- _Source text_
Feature Selection. After constructing the feature vectors for all sentences, we performed two-tier feature selection to choose the most discriminant features. The first tier is group-level selection, in which we evaluate the impact of each feature group previously mentioned in a leave-one-out fashion. For example, we test a model with and without topic features to see their impact on the results. The first tier was done manually by trying different possible combinations of feature groups (See Section 2.2). The second tier adopts a variance-threshold feature selection where we removed features which have variance less than a certain threshold across the samples. We used a threshold of 0 to eliminate features which have the same value across all samples.

Handling Class Imbalance. We observed that the training dataset given for Task 1 is highly imbalanced such that only 3% of the statements have been judged as check-worthy. This could potentially cause problems on the test data due to lack of enough samples for check-worthy claims. Therefore, we oversample the positive samples by duplication. In our experiments with the training data, we tried multiple oversampling values and observed that an oversample factor of 400% is the most ideal one for the training data.

Arabic. All the steps we described so far have been applied on the English dataset. One of the main challenge for Arabic dataset is that there is no suitable NLP tools that can be used to extract features. Therefore, we opted for using machine translation methods. Mohammad et al. [8] discussed the effect of machine translation on sentiment analysis and showed that models trained on a different language yield results comparable to those trained on the same language. Therefore, we first translate the Arabic dataset to English using Google Translate API 4 and then apply the same model trained on the English one.

Evaluation Results

In order to pick the models to use in the test phase, we performed k -fold cross validation for evaluating different models. Testing the models on data from the same debates they are trained on might not give proper insights on how they would perform on the unseen data; they could share similar topics, talk about the same entities, or have similar syntactic styles. Therefore, we set the folds such that each has the data from a separate debate.

In our unreported initial experiments, we observed that MART outperforms other L2R algorithms when the maximum number of trees and learning rate are set to 100 and 0.1 respectively. Subsequently, we evaluated the impact of each feature group using the MART algorithm while also changing the number of leaves parameter. The values for the number of leaves parameter we tried are from 5 to 12 inclusive. Table 2 As shown in Table 2.2, the best performing model is the one trained without using Word2Vec vectors as features using trees with only 5 leaves. Aside from Word2Vec, models trained without POS features also outperform the models that do not use a particular set of features. We select the top 3 models (shown in bold in the table) for the submission of both English and Arabic datasets without picking two models with the same feature groups.

- _Written request A_
Retype the part of the text on check-worthy claims that opens with the words containing "In our unreported" and closes with "same feature groups.".
- _Written request B_
Continue the text on check-worthy claims from the point at which it stops.
None of the records are required for this work.

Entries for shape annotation
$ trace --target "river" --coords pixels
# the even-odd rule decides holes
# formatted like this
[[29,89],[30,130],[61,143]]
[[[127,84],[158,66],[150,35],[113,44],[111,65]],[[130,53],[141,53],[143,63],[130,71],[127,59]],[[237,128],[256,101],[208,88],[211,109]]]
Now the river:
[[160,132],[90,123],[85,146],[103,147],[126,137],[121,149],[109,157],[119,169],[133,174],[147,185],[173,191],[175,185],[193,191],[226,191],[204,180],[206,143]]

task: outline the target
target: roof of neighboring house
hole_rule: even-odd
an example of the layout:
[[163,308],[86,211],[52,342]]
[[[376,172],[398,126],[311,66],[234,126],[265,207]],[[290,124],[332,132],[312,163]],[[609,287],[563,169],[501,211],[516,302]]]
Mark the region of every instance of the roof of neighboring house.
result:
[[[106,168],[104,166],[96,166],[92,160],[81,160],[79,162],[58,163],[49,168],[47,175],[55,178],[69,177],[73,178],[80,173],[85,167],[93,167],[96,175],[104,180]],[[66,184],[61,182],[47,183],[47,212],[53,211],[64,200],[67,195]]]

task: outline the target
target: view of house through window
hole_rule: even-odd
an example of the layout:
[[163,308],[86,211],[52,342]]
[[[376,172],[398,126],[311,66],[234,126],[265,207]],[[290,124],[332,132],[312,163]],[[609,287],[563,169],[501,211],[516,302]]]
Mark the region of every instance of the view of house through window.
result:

==

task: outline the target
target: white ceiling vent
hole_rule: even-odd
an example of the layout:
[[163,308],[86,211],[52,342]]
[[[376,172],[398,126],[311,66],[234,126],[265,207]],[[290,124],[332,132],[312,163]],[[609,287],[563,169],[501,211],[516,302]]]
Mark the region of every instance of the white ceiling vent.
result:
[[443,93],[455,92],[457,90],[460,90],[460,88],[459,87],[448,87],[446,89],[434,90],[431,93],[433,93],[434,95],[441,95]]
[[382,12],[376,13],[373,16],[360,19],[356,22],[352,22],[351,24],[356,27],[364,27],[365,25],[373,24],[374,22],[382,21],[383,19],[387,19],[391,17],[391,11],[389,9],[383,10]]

- _Written reply A_
In our unreported initial experiments, we observed that MART outperforms other L2R algorithms when the maximum number of trees and learning rate are set to 100 and 0.1 respectively. Subsequently, we evaluated the impact of each feature group using the MART algorithm while also changing the number of leaves parameter. The values for the number of leaves parameter we tried are from 5 to 12 inclusive. Table 2 As shown in Table 2.2, the best performing model is the one trained without using Word2Vec vectors as features using trees with only 5 leaves. Aside from Word2Vec, models trained without POS features also outperform the models that do not use a particular set of features. We select the top 3 models (shown in bold in the table) for the submission of both English and Arabic datasets without picking two models with the same feature groups.

- _Written reply B_
In the official evaluation for the English dataset, our selected models All -{Word2Vec}, All -{POS tags, Word2Vec}, and All -{POS tags} achieved MAP values of 0.1120 (10 th in the ranking), 0.1319 (4 th in the ranking), and 0.1117 (11 th in the ranking) respectively. As on the Arabic dataset, our models achieved 0.0899 (4 th in the ranking), 0.1498 (1 st in the ranking), and 0.0962 (3 rd in the ranking) MAP scores respectively. That clearly shows the second model (i.e., All -{POS tags, Word2Vec}) outperforms the other two models in both datasets. Interestingly, it performed better on the Arabic dataset than it did on the English one (0.1498 vs. 0.1319).

Task 2: Factuality

After finding which claims are more important to be checked, Task 2 [2] focuses on the second stage of automated fact-checking which is detecting the veracity of check-worthy claims.

Proposed Approach

We approach this task as a classification problem. For a given claim, we first find potentially-relevant Web pages using an external Web search engine. Then we detect the relevant segments in each of those pages and extract features from these segments. Finally, we predict the veracity of the claim using a learning model based on the extracted features. We discuss our approach in detail next.

Web Search. The first step of our approach is retrieving search results for the claim. We follow the approach described by Karadzhov et al. [5] to generate a query from a given claim. We use Google Custom Search5 to retrieve the results but with custom settings to filter out websites which are not allowed for the task. We retrieve 10 results for each claim.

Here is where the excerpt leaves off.